(Source records)
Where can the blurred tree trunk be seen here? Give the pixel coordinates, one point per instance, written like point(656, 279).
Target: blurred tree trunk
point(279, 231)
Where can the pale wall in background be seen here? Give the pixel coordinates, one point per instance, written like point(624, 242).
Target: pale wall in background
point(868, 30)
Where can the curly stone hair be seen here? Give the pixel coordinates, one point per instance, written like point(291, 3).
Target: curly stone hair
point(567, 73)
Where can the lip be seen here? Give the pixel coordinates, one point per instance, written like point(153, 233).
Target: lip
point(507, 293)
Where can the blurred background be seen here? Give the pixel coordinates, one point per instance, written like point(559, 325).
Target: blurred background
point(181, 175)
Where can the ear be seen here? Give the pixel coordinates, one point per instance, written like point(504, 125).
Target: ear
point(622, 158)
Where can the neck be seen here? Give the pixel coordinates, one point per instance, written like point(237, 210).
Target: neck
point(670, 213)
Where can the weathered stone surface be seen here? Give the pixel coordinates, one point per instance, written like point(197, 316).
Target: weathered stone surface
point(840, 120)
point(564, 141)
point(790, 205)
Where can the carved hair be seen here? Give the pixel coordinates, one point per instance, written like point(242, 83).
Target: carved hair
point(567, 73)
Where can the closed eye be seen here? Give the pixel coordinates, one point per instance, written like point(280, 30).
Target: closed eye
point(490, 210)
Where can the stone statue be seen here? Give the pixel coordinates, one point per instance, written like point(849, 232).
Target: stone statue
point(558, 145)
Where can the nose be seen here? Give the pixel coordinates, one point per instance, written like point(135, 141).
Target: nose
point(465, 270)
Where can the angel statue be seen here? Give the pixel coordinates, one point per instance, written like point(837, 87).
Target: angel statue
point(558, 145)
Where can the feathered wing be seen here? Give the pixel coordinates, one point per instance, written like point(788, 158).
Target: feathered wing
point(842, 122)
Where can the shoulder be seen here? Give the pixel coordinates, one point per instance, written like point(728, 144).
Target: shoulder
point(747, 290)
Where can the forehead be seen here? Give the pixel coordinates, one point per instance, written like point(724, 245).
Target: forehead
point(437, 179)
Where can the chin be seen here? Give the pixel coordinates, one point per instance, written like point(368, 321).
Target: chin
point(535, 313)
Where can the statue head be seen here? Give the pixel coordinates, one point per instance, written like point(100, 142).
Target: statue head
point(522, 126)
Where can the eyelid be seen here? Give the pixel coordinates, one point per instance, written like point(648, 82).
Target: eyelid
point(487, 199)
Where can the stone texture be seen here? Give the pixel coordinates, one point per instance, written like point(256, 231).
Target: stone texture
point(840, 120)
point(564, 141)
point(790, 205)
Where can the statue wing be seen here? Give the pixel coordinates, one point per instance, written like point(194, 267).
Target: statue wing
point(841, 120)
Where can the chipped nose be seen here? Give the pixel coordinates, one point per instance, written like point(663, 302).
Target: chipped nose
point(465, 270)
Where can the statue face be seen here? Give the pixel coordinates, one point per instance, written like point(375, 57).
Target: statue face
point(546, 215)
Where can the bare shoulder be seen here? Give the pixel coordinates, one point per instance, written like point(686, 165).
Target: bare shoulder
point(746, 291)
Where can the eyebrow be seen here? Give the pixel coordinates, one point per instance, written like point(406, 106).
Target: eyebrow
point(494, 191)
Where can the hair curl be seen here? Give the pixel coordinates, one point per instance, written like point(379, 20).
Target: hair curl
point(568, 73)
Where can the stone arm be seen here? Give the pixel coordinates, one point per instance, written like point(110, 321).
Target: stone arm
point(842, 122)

- **DO THIS**
Copy out every one of the lines above word for word, leaving nothing out.

- **REPLY TO THE TASK**
Where can the blurred tree trunk be seen here? Give the pixel coordinates, one point per instance, written like point(656, 279).
Target: blurred tree trunk
point(279, 231)
Where can the pale wall in background be seen here? Give the pixel coordinates, one point per instance, written like point(624, 242).
Target: pale wall in background
point(868, 30)
Where can the curly stone hair be seen here? Give the pixel coordinates, one point per instance, written like point(291, 3).
Target: curly stone hair
point(567, 73)
Where can the lip be seen here? Give the pixel coordinates, one point per instance, written like point(153, 233).
Target: lip
point(507, 293)
Where can the blurred background be seen here? Give the pixel coordinates, one point per instance, written like point(559, 325).
Target: blurred background
point(181, 175)
Where can the ear be seen here? Give the pixel coordinates, one point per instance, written like point(504, 125).
Target: ear
point(622, 158)
Where can the neck be seen here? Give the pixel coordinates, one point per instance, written like point(237, 210).
Target: neck
point(670, 213)
Where can the weathered stone surface be seen here? Give the pixel coordinates, one point per instance, written like point(197, 316).
Target: weathered stone surface
point(840, 120)
point(564, 141)
point(790, 205)
Where can the carved hair be seen here? Give the pixel coordinates, one point per instance, written like point(242, 83).
Target: carved hair
point(567, 73)
Where can the closed eye be seen here? Give the pixel coordinates, one point per instance, written like point(280, 30).
Target: closed eye
point(490, 210)
Where can the stone statue be seen here? Give the pixel coordinates, one point per instance, written like point(849, 232).
Target: stone statue
point(558, 145)
Where can the nose be seen here? Give the pixel coordinates, one point per instance, written like point(135, 141).
Target: nose
point(465, 270)
Where can the angel statue be seen here? Give the pixel coordinates, one point per instance, written like point(837, 87).
Target: angel statue
point(558, 145)
Where can the feathered wing be seen here? Give the pixel coordinates, one point per instance, written like point(788, 158).
Target: feathered wing
point(842, 122)
Where can the shoulder be seen here? Give the pixel coordinates, one point per instance, written like point(728, 144).
Target: shoulder
point(747, 290)
Where can the forehead be seen here? Give the pixel coordinates, one point per instance, written like point(724, 245).
Target: forehead
point(437, 179)
Where can the chin be seen here? Give the pixel coordinates, one point per instance, written like point(368, 321).
Target: chin
point(535, 313)
Where can the statue head be seen here? Give the pixel coordinates, one point per instance, written like point(100, 142).
Target: statue head
point(522, 126)
Where can the eyelid be seen here? Give the pixel coordinates, one point per instance, written like point(648, 82).
Target: eyelid
point(487, 199)
Where can the stone texture be seen here? Give the pixel coordinates, one point per instance, written like point(256, 231).
Target: stone texture
point(840, 120)
point(564, 141)
point(790, 205)
Where can the statue wing be seen here? Give the pixel coordinates, one point per instance, written like point(194, 267).
Target: statue wing
point(841, 120)
Where can the chipped nose be seen here? Give the pixel coordinates, one point per instance, written like point(663, 302).
Target: chipped nose
point(465, 270)
Where can the statue face be seen here? Give the pixel coordinates, one point per instance, written like point(375, 57).
Target: statue face
point(546, 215)
Where can the bare shoulder be seen here? Give the pixel coordinates, one point per instance, written like point(686, 165).
Target: bare shoulder
point(746, 291)
Where can the eyebrow be seen here? Give the pixel coordinates, one point per instance, written like point(406, 106).
Target: eyebrow
point(494, 191)
Where can the hair curl be seen here? Give the pixel coordinates, one point per instance, written like point(379, 20).
Target: hair curl
point(568, 73)
Where can the stone arm be seen here? Give the pixel coordinates, one point per instance, written like point(110, 321).
Target: stone arm
point(842, 122)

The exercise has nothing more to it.